* _Directive_: Render this sentence from the notebook text below in French: "This notebook compares performance between BiRNN-CRF and simple stationary CRF models."

* _Quoted text_:
-*-

# BiRNN-CRF vs Simple CRF Evaluation

This notebook compares performance between BiRNN-CRF and simple stationary CRF models.

In [8]:
! pip install seaborn
import torch
from pathlib import Path
import matplotlib.pyplot as plt
#import seaborn as sns
import pandas as pd
from typing import Dict, List
from pathlib import Path
import time, os

from corpus import TaggedCorpus
from lexicon import build_lexicon
from crf_backprop import ConditionalRandomFieldBackprop
from crf_neural import ConditionalRandomFieldNeural
from eval import model_cross_entropy, viterbi_error_rate

os.chdir("../data")



In [20]:

# Modify train_and_evaluate function
def train_and_evaluate(model_class, train_corpus, eval_corpus, **kwargs) -> Dict:
    start_time = time.time()
    
    # Create model using training corpus vocab/tagset
    model = model_class(train_corpus.tagset, train_corpus.vocab, **kwargs)
    
    # Ensure eval corpus uses same vocab/tagset 
    if not hasattr(eval_corpus, 'tagset'):
        eval_corpus = TaggedCorpus('endev', tagset=train_corpus.tagset, vocab=train_corpus.vocab)
    
    loss = lambda x: model_cross_entropy(x, eval_corpus)

-*-

* _Dataset section_:
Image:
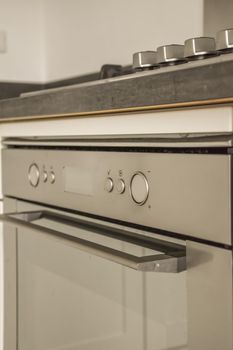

-*-

* _Complete answer_: Ce notebook compare les performances des modèles BiRNN-CRF et des modèles CRF stationnaires simples.